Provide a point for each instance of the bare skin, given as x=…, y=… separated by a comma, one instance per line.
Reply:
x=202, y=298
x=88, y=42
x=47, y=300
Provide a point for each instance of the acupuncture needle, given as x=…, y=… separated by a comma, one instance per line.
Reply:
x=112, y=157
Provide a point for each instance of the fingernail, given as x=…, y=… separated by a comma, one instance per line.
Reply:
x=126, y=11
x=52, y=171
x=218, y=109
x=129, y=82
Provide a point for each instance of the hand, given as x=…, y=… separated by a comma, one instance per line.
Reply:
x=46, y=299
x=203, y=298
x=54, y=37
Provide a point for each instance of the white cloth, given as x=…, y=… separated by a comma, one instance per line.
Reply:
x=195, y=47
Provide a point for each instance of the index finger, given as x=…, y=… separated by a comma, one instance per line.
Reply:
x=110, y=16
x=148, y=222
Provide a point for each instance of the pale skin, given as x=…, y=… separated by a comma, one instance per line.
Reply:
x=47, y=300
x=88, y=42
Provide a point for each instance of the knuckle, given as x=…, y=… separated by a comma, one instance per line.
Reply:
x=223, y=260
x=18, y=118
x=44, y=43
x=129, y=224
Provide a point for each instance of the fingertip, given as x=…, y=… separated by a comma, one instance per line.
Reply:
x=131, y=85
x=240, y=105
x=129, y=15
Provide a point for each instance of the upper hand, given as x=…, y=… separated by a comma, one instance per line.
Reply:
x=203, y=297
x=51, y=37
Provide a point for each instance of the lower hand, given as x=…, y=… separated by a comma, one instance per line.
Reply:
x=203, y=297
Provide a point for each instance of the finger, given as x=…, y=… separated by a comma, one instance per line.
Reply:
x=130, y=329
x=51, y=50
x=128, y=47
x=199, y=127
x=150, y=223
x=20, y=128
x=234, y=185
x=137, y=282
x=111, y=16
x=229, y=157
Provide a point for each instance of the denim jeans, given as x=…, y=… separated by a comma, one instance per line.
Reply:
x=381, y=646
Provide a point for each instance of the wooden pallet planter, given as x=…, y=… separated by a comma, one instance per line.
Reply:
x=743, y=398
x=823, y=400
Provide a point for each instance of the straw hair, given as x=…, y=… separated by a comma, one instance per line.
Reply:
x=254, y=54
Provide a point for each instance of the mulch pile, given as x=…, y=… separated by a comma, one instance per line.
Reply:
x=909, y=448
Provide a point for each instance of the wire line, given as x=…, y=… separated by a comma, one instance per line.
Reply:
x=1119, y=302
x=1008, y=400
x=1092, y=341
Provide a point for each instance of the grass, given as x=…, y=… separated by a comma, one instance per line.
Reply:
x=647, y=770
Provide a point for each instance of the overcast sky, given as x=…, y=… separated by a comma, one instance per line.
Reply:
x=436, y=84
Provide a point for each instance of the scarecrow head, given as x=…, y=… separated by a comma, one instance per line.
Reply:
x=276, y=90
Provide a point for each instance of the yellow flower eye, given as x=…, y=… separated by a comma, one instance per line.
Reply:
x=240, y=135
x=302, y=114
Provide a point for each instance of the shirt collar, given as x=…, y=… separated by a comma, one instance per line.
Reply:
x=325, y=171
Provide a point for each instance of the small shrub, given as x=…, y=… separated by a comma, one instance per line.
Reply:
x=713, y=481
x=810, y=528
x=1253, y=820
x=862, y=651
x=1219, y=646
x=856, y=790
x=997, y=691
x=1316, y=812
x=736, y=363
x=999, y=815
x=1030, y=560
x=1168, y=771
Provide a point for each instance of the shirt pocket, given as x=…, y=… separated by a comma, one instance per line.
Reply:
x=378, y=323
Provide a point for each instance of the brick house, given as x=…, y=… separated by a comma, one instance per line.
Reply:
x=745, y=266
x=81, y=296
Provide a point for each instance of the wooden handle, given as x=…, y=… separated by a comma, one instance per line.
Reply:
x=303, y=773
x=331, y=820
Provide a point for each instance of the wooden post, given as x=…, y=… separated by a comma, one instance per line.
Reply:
_ _ _ _ _
# Problem:
Give a verbatim copy of the material above.

# Result for this exercise:
Provide a point for each instance of the bare skin, given as x=…, y=… separated by a comma, one instance per line.
Reply:
x=202, y=298
x=88, y=42
x=47, y=300
Provide a point for each instance of the acupuncture needle, given as x=…, y=… separated by a comma, one instance per line.
Reply:
x=112, y=157
Provide a point for each instance of the fingernail, given as x=…, y=… separated by a comma, one instance per line.
Reply:
x=126, y=11
x=52, y=171
x=218, y=109
x=129, y=82
Provide a point for each instance of the hand, given as x=…, y=… separated by a comma, one instance per line.
Reply:
x=46, y=299
x=203, y=298
x=54, y=37
Provide a point for each instance of the white cloth, given as x=…, y=… separated by a comma, one instance per line.
Reply:
x=195, y=47
Provide a point for each instance of the index finger, given as x=…, y=… separated by a comma, one instance per line.
Reply:
x=110, y=16
x=148, y=222
Provide a point for each instance of the pale skin, given as x=…, y=… separated by a comma, one instance per line.
Reply:
x=47, y=300
x=88, y=42
Provide a point for each instance of the knuckle, given as x=…, y=… separated by a comma, one instance per line.
Reply:
x=223, y=260
x=18, y=118
x=44, y=43
x=129, y=224
Provide a point for each instance of the fingertip, given as x=…, y=… separated by a comma, one instance per line.
Reply:
x=131, y=85
x=240, y=105
x=129, y=15
Provide a point for each instance of the upper hand, given as x=…, y=… separated by a comma, one instance per line.
Reply:
x=203, y=297
x=51, y=37
Provide a point for each instance of the lower hand, given as x=…, y=… separated by a comma, one instance per line.
Reply:
x=203, y=297
Provide a point for each instance of the finger, given as x=…, y=… separated by a comma, one instance per line.
Reply:
x=130, y=329
x=51, y=50
x=128, y=47
x=199, y=127
x=150, y=223
x=20, y=128
x=234, y=185
x=137, y=282
x=111, y=16
x=229, y=157
Provide a point for each instance of the denim jeans, given as x=…, y=… separated by a comma, one instance per line.
Reply:
x=381, y=646
Provide a point for each instance of the wooden pallet planter, given as x=…, y=… separated by a comma, one instance per line.
Reply:
x=743, y=398
x=823, y=400
Provide a point for each instance of the straw hair, given as x=…, y=… separated by a comma, one instance per line.
Reply:
x=254, y=54
Provide a point for each instance of the mulch pile, given as x=…, y=… separated by a comma, one instance per line.
Reply:
x=909, y=448
Provide a point for each instance of the wire line, given as x=…, y=… separated by a comma, one instance per line.
Reply:
x=1119, y=302
x=1008, y=400
x=1092, y=341
Provide a point for each instance of the grass, given as x=…, y=… separated by a comma, one instance per line.
Reply:
x=647, y=770
Provide a point for each instance of the overcast sky, given as x=…, y=… separated by a comma, one instance per line.
Reply:
x=436, y=84
Provide a point for each instance of the scarecrow head, given as x=…, y=… separated by a comma, one instance per line.
Reply:
x=276, y=90
Provide a point for each instance of the yellow flower eye, given as x=…, y=… separated by a comma, one instance per line.
Reply:
x=240, y=135
x=302, y=114
Provide a point for each instance of the shirt collar, given as x=…, y=… separated by a comma, one instance per line.
Reply:
x=325, y=171
Provide a point for each instance of the small shrub, given as x=…, y=… separated by a comma, one instance per line.
Reply:
x=713, y=481
x=810, y=528
x=1253, y=820
x=862, y=651
x=1219, y=646
x=856, y=790
x=997, y=691
x=1316, y=812
x=736, y=363
x=999, y=815
x=1030, y=560
x=1168, y=771
Provide a point for each instance of the shirt pocket, given as x=…, y=… separated by a comma, one instance per line.
Reply:
x=378, y=323
Provide a point for each instance of the brick house, given as x=…, y=… separated by a comma, one instance per line.
Reply:
x=745, y=266
x=81, y=296
Provide a point for each instance of the wooden handle, given as x=…, y=… separated by a comma, one instance per line.
Reply:
x=303, y=773
x=331, y=820
Provide a point for each instance of the wooden post, given as x=…, y=… separated by a comma, one instance per line.
Reply:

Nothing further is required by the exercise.